Given data:
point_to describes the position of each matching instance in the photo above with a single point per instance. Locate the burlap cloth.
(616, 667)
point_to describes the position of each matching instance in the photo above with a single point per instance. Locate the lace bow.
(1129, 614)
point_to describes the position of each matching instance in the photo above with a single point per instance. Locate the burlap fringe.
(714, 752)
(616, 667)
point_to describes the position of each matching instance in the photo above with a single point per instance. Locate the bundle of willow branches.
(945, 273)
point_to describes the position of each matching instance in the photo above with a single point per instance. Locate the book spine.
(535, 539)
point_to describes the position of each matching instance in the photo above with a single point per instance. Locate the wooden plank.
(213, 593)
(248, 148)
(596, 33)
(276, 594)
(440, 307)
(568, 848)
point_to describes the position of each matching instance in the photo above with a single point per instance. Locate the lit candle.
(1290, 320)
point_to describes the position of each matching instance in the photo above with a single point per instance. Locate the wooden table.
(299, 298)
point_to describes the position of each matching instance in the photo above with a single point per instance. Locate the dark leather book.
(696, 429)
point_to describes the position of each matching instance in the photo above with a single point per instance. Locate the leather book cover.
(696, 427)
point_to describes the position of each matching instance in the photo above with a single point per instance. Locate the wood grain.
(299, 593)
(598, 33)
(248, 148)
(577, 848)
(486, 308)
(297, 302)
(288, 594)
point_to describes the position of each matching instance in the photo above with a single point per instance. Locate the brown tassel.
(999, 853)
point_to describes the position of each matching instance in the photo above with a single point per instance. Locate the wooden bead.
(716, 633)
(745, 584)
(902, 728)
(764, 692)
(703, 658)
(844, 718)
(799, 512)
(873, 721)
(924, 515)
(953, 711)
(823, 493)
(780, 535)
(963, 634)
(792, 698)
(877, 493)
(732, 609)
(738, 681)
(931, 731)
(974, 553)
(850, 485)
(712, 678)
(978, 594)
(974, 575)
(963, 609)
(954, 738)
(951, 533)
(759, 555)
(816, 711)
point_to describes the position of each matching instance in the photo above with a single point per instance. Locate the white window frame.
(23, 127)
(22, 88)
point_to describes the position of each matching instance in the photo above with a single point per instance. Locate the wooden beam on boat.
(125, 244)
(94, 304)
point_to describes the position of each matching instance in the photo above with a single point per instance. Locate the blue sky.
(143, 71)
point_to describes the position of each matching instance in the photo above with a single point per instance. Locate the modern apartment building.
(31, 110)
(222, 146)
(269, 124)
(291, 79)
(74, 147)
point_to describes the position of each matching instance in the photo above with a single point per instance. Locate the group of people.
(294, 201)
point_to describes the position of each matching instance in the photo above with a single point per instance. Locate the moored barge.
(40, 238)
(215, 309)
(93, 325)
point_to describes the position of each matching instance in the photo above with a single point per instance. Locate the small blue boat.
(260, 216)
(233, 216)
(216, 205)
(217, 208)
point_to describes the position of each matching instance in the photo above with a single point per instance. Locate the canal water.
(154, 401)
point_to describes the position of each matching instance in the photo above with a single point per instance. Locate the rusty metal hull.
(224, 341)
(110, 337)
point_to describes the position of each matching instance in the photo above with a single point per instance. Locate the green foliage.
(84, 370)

* * *

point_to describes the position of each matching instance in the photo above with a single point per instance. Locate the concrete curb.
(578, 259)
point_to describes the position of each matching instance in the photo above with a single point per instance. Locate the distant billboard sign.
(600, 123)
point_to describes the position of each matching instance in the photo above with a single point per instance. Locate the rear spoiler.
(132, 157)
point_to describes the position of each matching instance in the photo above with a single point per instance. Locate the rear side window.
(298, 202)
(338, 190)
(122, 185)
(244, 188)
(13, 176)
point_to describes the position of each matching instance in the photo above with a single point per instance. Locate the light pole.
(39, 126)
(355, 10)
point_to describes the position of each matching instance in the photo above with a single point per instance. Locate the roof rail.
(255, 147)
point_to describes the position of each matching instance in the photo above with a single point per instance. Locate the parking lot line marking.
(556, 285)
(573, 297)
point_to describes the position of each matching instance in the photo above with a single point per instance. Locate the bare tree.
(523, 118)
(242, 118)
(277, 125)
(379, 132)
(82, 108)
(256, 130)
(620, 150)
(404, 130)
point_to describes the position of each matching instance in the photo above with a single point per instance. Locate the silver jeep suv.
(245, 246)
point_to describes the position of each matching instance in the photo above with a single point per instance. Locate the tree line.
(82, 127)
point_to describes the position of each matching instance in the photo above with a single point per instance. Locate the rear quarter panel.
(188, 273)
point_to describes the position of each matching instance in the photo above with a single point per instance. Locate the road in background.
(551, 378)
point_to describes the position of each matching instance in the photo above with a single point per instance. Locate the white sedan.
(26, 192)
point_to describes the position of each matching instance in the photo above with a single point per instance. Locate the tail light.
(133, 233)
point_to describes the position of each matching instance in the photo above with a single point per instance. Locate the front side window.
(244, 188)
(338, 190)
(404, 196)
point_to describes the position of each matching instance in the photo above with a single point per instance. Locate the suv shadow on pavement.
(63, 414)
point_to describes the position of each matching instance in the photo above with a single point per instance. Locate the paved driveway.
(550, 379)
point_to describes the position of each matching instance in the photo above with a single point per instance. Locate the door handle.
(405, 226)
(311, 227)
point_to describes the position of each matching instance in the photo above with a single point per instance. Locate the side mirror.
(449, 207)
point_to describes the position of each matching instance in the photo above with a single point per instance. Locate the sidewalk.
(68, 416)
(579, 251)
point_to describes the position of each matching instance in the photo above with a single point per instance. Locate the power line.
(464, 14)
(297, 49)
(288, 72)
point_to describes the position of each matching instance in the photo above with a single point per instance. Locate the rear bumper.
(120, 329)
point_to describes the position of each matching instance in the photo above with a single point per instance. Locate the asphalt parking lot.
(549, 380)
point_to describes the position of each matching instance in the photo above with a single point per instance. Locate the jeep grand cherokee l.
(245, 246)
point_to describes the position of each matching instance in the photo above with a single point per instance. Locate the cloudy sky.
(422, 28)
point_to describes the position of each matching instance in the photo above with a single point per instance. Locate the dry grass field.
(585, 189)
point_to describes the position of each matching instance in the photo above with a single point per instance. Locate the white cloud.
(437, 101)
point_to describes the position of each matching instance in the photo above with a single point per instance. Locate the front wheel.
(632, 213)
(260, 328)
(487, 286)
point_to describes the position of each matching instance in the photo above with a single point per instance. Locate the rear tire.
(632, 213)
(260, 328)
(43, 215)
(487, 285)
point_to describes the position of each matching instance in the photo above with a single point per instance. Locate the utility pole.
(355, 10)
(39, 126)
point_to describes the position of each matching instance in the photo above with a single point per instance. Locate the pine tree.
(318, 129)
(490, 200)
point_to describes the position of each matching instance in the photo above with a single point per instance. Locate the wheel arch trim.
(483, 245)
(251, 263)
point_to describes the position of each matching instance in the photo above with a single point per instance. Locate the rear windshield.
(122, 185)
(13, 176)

Task directions: Show every line of the items above that contains the word "white".

Solution to this problem:
point_to describes the position of each matching instance in the photo above with a single point per instance. Locate the white window frame.
point_to describes the position of each matching instance in the photo above with a single point per instance. Locate the white sedan.
point_to describes the position of each matching instance in the photo above with a single point per instance. Locate the white cloud.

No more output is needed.